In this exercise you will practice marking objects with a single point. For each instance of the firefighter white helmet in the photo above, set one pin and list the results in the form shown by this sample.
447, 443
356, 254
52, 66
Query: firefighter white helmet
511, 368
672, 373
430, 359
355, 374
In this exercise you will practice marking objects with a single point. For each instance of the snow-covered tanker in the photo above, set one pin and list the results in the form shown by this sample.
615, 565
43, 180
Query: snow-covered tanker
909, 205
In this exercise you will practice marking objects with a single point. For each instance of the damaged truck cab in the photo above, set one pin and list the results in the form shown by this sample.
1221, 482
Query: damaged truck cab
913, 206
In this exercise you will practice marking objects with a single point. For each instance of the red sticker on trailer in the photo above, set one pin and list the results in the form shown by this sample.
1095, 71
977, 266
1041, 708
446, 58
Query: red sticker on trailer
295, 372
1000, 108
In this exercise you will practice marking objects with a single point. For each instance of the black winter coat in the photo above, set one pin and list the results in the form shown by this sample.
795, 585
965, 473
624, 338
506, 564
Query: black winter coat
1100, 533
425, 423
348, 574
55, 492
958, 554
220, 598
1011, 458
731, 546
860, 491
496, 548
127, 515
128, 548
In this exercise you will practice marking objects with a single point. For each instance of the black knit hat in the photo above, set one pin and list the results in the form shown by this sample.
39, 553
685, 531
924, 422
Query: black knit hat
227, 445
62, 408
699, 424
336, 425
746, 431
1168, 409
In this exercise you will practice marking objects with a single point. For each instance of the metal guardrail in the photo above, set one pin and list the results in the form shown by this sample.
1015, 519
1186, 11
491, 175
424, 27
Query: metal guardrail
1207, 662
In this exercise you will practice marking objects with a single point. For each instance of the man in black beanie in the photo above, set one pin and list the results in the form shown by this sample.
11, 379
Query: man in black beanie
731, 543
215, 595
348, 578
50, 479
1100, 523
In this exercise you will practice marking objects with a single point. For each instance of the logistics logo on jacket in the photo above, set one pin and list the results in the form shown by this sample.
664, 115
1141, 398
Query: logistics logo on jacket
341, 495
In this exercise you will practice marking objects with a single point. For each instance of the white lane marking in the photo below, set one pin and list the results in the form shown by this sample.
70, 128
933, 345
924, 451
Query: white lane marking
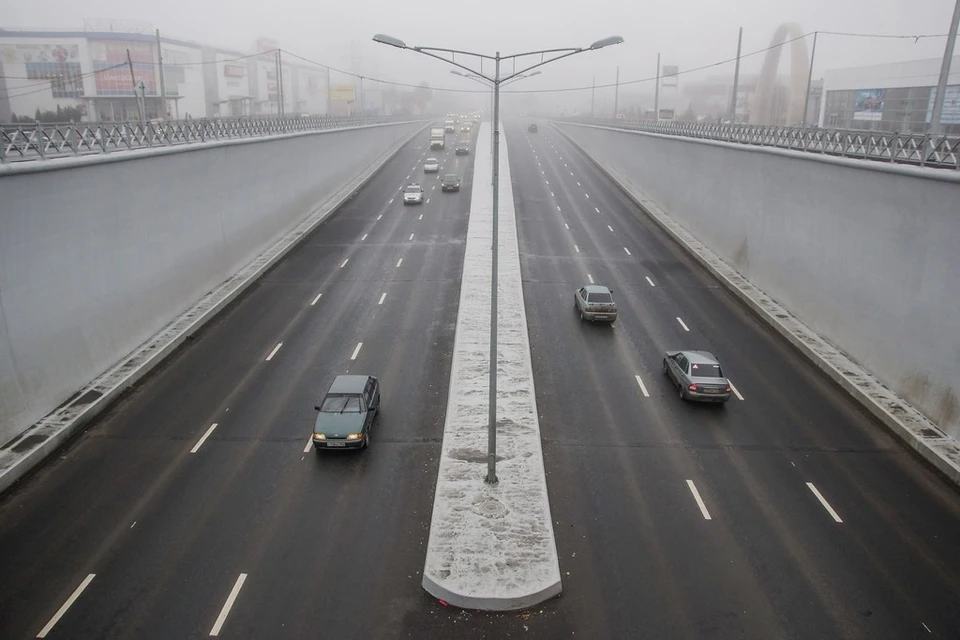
826, 505
696, 495
203, 439
274, 352
66, 605
734, 389
228, 605
642, 388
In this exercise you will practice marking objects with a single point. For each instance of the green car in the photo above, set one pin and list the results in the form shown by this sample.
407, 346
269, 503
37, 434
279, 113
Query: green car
347, 413
450, 182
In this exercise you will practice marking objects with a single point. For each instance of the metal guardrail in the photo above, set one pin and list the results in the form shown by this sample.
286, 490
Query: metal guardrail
31, 142
916, 149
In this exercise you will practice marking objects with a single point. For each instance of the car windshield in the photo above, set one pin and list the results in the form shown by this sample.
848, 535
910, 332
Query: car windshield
704, 370
341, 404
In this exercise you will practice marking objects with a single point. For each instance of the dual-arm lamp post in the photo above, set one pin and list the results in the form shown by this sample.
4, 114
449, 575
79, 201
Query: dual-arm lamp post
496, 81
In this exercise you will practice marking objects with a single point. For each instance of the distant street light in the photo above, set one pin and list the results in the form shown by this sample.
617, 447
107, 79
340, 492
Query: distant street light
496, 81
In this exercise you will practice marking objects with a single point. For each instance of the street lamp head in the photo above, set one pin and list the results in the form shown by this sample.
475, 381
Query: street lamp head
382, 38
606, 42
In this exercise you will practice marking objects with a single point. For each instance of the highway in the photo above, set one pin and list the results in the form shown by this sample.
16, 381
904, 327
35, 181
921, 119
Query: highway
676, 520
788, 513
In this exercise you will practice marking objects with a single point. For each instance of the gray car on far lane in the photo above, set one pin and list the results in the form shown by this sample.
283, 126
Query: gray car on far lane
697, 375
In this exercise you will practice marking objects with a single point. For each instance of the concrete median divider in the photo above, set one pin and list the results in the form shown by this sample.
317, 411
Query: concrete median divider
108, 262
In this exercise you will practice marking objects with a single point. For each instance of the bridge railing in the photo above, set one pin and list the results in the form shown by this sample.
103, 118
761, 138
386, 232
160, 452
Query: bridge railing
40, 141
917, 149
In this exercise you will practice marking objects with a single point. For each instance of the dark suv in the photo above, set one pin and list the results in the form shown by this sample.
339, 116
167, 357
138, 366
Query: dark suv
347, 413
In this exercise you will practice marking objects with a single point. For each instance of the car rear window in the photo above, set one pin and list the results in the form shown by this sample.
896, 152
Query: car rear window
341, 404
701, 370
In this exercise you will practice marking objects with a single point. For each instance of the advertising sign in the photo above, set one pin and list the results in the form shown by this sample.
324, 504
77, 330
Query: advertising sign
116, 81
869, 105
668, 77
951, 105
343, 93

WHAT TO DO
Your task is to transcribe, with no changes, only the lines of the listing above that lie between the line holding "Query: bridge railing" and the line holding "of the advertising", inclusive.

THE ANSWER
Query: bridge railing
40, 141
917, 149
In this exercise you will practice marking objects with a single point. For each instance of the dark suv in the photo above, set one pin and list the results in the form shown by this sample.
339, 116
167, 357
138, 366
Query: dark suv
347, 413
In this exercise you will practice marking objects with a single point. For each instance of the car rear window in the photo above, set one pin and list the results in the form shown by this sample.
896, 152
Query: car rear window
341, 404
701, 370
In this exercise you will practice marking objects with a single point. For each instance of the advertising sign in the photo above, set one pin and list the results in the form shown by this sample.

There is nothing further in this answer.